### CONSIGNES DES EXERCICES
- a) Selon l'article sur le premier tour des municipales, quelle part des électeurs est allée voter à ce premier tour ?
- b) Prolongez l'article sur le premier tour des municipales à partir de sa dernière phrase.

═════ EXTRAIT CITÉ ═════

Le premier tour des Municipales devrait être annulé

Emmanuel Macron le 16 mars 2020

Campagne perturbée, abstention record et illégitimité du scrutin

L’épidémie du Coronavirus a entraîné des mesures de précaution et une hypermédiatisation du phénomène qui ont considérablement gêné la campagne électorale et favorisé la chute de la participation en France. En effet, seuls 44% des électeurs sont allés voter au 1er tour, soit moins de la moitié des Français. Posant ainsi un vrai problème de légitimité du scrutin, avec des candidats ne représentant qu’une très faible partie de la population. Ce qui est un motif politique et médiatique d’annulation du 1er tour.

Les risques pris

Par ailleurs, les participants à ce 1er tour ont pris des risques. Électeurs comme organisateurs ont été en contact avec des milliers de personnes, alors que les recommandations des autorités et des scientifiques interdisaient dans le même temps les rassemblements de plus de 100 personnes. Ce risque (mortel car on meurt tous les jours du Coronavirus en France) est un motif sanitaire et moral d’annulation du 1er tour.

La nécessaire proximité des deux tours

D’autre part, des experts du Droit et de la Constitution sont montés au créneau suite à la décision du report du 2nd tour. Selon Jean-Philippe Derosier, professeur en Droit public et spécialiste en droit constitutionnel, « un report du second tour conduirait à annuler le résultat du premier tour et obligerait les électeurs à revoter pour les deux tours ». Il explique que « la loi prévoit que le deuxième tour doit obligatoirement être organisé le dimanche suivant le premier ».

Pour Didier Maus, constitutionnaliste, il affirme que « l’élection municipale est indissociable, elle forme un tout. Mon sentiment est qu’on refait tout ou rien. Si l’on considère que l’on ne peut pas voter dimanche prochain, il faut annuler le résultat d’aujourd’hui ».

═════ DOCUMENTS SOURCES ═════

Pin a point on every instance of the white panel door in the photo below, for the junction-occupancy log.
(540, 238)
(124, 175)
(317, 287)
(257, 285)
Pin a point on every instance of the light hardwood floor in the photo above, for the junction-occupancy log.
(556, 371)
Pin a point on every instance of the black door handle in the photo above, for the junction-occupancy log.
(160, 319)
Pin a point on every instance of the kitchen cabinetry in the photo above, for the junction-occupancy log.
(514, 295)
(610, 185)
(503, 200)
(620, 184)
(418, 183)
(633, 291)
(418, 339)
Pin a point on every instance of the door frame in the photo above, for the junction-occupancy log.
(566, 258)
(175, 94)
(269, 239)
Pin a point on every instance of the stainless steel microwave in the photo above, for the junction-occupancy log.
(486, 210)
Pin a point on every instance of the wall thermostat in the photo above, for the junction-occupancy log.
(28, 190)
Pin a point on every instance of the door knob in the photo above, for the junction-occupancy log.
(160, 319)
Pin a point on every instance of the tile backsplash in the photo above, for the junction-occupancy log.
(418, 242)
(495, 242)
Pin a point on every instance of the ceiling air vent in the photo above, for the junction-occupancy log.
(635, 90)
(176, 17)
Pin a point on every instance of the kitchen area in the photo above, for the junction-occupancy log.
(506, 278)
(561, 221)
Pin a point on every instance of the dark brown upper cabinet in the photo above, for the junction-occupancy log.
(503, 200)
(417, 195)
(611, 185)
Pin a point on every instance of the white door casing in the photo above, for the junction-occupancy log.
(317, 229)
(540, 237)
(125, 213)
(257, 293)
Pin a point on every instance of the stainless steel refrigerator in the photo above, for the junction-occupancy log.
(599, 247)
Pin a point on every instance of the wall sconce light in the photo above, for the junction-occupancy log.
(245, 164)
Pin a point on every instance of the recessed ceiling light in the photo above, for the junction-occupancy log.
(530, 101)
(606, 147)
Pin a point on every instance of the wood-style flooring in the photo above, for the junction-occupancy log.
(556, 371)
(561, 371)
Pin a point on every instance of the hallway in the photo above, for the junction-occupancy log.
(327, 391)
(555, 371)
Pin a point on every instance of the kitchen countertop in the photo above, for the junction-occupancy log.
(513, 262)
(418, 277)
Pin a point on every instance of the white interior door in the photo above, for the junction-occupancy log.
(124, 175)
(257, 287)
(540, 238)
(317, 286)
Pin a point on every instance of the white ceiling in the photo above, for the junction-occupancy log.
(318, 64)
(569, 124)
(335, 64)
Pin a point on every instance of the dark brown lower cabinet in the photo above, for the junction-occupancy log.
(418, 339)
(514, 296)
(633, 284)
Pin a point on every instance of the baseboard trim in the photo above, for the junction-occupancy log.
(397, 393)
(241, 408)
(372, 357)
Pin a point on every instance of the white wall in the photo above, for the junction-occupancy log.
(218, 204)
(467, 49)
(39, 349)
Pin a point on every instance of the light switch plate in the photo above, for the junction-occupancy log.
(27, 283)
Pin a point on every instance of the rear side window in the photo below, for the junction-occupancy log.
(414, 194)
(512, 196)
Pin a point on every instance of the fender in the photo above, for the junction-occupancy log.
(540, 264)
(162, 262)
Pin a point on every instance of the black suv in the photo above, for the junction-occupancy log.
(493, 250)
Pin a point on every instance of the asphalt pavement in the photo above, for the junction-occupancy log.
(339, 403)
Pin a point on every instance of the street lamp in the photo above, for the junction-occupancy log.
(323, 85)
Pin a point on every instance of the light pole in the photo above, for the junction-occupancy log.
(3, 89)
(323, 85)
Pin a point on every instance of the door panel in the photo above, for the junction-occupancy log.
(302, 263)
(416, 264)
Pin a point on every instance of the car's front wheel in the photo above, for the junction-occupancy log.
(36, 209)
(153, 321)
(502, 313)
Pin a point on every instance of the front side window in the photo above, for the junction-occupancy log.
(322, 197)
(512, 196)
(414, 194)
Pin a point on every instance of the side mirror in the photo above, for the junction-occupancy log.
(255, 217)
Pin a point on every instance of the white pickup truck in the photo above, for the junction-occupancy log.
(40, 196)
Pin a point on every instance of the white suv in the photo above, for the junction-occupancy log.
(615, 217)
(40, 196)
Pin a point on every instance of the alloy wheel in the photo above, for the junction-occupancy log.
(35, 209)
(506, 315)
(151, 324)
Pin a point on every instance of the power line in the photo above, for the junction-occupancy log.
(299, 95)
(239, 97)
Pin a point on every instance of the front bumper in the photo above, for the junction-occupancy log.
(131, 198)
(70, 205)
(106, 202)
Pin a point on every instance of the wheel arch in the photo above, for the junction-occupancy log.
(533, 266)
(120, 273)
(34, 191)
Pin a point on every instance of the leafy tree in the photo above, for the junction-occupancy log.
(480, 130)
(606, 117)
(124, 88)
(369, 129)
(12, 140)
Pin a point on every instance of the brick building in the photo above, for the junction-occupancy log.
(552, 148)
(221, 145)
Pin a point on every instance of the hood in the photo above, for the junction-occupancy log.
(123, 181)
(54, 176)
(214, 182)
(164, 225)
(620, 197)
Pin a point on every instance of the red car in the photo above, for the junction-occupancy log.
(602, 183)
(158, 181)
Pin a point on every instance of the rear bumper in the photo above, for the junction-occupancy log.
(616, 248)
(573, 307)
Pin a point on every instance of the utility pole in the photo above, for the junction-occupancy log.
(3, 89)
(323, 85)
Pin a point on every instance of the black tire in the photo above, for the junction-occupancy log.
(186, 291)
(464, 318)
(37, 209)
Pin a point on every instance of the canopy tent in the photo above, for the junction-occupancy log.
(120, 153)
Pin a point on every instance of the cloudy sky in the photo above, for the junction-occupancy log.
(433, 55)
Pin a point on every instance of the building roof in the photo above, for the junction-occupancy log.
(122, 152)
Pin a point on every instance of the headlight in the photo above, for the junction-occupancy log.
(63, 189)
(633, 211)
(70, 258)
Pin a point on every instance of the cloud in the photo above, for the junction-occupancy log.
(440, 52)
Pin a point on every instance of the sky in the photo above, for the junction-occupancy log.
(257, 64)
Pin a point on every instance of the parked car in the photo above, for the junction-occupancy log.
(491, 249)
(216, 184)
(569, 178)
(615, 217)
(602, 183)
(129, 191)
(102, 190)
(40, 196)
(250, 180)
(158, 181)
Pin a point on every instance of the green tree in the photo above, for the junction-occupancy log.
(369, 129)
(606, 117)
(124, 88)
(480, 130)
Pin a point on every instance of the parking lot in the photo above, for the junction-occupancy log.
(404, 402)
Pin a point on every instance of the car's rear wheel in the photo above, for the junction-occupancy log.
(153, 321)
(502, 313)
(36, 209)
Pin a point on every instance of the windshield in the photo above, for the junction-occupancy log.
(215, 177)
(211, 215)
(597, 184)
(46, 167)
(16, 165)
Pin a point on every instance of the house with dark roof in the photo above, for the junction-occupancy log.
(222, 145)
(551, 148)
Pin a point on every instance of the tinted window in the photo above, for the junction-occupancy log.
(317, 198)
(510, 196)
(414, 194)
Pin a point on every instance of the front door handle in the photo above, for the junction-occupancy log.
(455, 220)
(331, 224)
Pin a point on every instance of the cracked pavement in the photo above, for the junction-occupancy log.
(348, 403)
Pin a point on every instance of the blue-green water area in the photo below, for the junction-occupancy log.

═════

### RÉPONSES PAR EXERCICE
- a) Seuls 44 % des électeurs, soit moins de la moitié des Français.

- b)
Quant à Dominique Chagnollaud, Président du Cercle des constitutionnalistes, « ce report aurait pour effet de porter atteinte à la sincérité du scrutin et invaliderait les résultats du premier tour, sauf dans le cas où un maire aurait été élu ». Ce qui est un motif constitutionnel et juridique d’annulation du 1er tour.

Les changements de discours du gouvernement

Enfin, le gouvernement il y a encore quelques jours affirmait que les élections ne seraient jamais reportées. Or au lendemain du 1er tour, Emmanuel Macron a annoncé le report du 2nd tour. Ce qui était vrai hier ne l’est donc plus aujourd’hui… On peut raisonnablement penser que les choses vont évoluer et aboutir à un report total des Municipales. Ce qui est un motif logique et pragmatique d’annulation du 1er tour.

Le contexte réunionnais

En outre, la Réunion vient de vivre l’une de ses campagnes les plus agitées de son Histoire. Des quartiers étaient littéralement interdits aux candidats et leurs militants par des voyous ultraviolents, ce qui empêchait d’y mener campagne. Ces zones de non-droit étaient donc bouclées, sous dictature de certains tyrans.

Parallèlement, les banques et les imprimeries nécessaires aux élections ont particulièrement traîné cette année, prétextant des raisons plus ou moins crédibles… Tandis que des banques prétendaient devoir faire patienter un mois pour l’ouverture d’un compte de campagne (alors que cela ne prend que le temps que d’un clic…), des imprimeries affirmaient être en rupture de stock de papier (alors même qu’elles acceptaient des commandes d’autres candidats…).

Aussi, un candidat très prometteur à Saint-Denis et ayant réussi une plutôt bonne campagne médiatique, n’a pu faire distribuer ses professions de foi par la Préfecture, suite à un excès de zèle et une intolérance suspecte d’une responsable de la commission de propagande. Le même aspirant à la Mairie de Saint-Denis a dû changer de mandataire financier en pleine campagne officielle, la personne ne voulant plus remplir ses obligations pour des raisons obscures (achetée par un leader politique ?). Obstructions qui ont gravement retardé le candidat, ne pouvant lancer l’impression de sa propagande qu’à quelques jours du scrutin, condamnant ainsi sa candidature à demeurer inconnue d’une grande majorité des électeurs.

Sans parler des habituels bourrages d’urnes, achats de voix par milliers, censure médiatique, violences et harcèlements divers. On n’a sûrement pas vu autant d’entraves à une campagne électorale depuis des décennies à la Réunion. Ce qui est un motif politique, moral et historique d’annulation du 1er tour.